(Data entries)
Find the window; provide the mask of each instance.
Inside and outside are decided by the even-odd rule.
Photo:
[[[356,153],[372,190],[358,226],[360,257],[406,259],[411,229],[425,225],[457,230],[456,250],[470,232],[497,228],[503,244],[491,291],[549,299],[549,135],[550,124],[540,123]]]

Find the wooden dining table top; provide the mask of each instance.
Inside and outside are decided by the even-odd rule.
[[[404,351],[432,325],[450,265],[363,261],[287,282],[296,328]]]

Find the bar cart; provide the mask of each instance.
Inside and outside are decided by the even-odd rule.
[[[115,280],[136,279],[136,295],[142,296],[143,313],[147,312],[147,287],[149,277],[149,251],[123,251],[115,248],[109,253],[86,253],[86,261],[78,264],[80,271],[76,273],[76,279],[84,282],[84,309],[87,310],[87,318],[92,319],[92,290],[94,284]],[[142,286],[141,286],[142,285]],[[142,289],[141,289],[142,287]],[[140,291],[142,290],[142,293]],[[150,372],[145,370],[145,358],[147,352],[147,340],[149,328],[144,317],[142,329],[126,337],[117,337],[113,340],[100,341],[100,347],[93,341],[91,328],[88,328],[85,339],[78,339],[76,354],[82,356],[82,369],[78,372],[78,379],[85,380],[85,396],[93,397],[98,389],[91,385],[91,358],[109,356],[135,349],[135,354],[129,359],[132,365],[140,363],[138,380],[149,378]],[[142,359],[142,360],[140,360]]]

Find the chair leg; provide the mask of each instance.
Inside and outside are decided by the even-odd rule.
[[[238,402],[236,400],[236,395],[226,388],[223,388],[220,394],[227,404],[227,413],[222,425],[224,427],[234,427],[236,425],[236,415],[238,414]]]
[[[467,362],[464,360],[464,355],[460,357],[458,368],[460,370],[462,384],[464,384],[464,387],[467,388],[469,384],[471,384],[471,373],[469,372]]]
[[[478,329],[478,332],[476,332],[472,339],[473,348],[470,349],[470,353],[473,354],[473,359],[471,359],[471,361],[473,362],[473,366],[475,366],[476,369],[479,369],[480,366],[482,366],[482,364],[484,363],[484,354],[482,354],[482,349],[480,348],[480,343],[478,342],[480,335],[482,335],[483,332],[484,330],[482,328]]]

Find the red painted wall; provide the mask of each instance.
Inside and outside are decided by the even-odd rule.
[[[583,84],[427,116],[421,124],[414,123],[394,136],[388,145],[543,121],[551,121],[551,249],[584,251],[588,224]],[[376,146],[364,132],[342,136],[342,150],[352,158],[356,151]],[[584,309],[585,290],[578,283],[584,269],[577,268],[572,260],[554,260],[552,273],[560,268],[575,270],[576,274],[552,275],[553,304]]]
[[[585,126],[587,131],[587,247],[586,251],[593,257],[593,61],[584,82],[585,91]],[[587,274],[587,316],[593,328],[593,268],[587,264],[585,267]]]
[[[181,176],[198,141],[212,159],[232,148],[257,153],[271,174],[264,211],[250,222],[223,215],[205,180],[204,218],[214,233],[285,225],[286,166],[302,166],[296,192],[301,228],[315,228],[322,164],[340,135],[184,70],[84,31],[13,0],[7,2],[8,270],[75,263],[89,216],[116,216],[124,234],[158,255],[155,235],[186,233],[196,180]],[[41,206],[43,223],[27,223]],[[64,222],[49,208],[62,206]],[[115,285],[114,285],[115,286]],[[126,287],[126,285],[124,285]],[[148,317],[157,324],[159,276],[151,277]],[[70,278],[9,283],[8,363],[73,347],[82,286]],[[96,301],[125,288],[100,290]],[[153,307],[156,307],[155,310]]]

WHAT YOU SHOULD DO ▸
Identify every line in the entries above that contains the word "each", matching case exactly, and copy those lines.

RESULT OF THE TASK ▸
Find the window; provide the mask of each instance.
Find the wooden dining table top; provide the mask of each instance.
Find the bar cart; provide the mask of each instance.
Find the chair leg; provide the mask of each instance.
Find the red painted wall; provide the mask of each instance.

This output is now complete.